[Records from a data collection]
------------
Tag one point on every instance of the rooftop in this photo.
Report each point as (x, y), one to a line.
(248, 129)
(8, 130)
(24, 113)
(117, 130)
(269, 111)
------------
Write out every line of the material above, keeping each one identical to the original.

Tag one point on every instance of the rooftop in this photo.
Report each point as (x, y), one to a line.
(248, 129)
(8, 130)
(24, 113)
(117, 130)
(269, 111)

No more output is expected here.